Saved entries
▼

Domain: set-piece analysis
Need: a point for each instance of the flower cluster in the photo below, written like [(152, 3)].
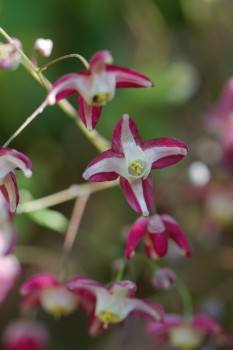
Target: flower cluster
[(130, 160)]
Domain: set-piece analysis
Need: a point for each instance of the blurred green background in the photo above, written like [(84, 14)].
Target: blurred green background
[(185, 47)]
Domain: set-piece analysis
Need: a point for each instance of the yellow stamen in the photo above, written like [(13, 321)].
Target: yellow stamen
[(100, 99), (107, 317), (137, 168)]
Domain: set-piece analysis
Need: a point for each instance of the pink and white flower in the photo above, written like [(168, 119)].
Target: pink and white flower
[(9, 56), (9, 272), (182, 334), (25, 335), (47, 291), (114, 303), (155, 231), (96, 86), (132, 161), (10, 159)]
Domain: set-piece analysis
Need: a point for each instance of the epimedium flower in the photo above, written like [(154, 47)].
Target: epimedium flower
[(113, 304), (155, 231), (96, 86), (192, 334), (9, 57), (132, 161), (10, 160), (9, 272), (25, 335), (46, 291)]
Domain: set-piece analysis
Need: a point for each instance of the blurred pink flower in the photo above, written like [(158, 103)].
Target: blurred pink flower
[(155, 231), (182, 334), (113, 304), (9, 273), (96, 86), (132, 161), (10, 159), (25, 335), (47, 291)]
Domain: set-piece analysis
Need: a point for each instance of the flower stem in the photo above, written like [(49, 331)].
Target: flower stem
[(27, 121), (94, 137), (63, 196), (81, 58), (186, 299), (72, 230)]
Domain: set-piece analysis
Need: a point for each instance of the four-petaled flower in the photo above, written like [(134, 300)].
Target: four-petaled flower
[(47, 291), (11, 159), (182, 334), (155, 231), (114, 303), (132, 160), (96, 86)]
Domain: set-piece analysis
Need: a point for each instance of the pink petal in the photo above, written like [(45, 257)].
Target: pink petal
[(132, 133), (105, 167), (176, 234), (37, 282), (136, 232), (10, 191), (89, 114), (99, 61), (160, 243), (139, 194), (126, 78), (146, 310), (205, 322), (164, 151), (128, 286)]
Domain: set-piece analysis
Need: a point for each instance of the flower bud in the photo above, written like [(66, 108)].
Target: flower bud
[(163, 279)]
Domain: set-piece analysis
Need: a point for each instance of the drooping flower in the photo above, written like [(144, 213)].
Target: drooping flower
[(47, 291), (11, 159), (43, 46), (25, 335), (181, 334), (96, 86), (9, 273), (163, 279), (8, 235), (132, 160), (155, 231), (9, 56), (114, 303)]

▲
▼

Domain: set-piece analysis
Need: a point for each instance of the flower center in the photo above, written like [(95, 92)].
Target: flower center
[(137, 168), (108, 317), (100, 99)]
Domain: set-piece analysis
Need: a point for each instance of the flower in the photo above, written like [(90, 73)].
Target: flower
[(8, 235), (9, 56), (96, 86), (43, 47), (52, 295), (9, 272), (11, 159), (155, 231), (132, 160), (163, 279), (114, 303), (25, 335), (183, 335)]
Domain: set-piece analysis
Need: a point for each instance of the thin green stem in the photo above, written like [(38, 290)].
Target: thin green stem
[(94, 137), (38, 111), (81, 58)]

▲
▼

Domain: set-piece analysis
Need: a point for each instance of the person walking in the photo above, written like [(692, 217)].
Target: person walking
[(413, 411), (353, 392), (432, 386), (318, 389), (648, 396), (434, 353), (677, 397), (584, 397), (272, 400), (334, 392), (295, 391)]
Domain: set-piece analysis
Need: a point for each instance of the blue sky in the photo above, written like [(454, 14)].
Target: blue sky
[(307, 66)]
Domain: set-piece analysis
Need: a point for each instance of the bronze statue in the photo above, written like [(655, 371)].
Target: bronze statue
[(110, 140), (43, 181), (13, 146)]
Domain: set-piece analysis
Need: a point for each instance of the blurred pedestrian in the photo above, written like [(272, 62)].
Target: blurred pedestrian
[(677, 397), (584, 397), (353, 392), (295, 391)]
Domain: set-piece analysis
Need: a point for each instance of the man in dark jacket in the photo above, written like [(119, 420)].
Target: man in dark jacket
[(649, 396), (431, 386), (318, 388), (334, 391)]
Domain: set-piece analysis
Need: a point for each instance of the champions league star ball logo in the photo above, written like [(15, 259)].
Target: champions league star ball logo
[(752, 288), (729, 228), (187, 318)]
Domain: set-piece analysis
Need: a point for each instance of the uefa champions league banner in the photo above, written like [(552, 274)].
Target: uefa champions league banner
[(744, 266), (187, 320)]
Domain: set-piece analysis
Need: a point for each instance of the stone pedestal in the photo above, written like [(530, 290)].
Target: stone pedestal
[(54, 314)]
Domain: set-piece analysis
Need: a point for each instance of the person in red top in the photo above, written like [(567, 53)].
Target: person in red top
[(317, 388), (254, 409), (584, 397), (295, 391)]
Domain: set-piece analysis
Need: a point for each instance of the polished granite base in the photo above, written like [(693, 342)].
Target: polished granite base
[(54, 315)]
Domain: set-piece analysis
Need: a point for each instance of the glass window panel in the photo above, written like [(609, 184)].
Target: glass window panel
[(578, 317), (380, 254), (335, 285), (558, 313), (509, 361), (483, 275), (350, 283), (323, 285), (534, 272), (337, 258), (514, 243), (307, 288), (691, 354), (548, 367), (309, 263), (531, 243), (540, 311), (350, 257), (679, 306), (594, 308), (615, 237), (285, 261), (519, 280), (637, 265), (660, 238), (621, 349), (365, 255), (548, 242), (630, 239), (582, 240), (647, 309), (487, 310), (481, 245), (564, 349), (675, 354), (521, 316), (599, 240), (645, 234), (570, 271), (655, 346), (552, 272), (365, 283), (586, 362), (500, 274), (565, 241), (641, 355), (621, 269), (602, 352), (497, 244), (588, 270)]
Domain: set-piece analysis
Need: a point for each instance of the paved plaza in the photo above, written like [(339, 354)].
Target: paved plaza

▲

PROBLEM TO WORK ON
Identify each line in the data above that contains the word "polished", and copy those lines out in full.

TASK OUTPUT
Need: a point for each instance of the polished granite base in the photo above, written like [(693, 342)].
Target: polished granite base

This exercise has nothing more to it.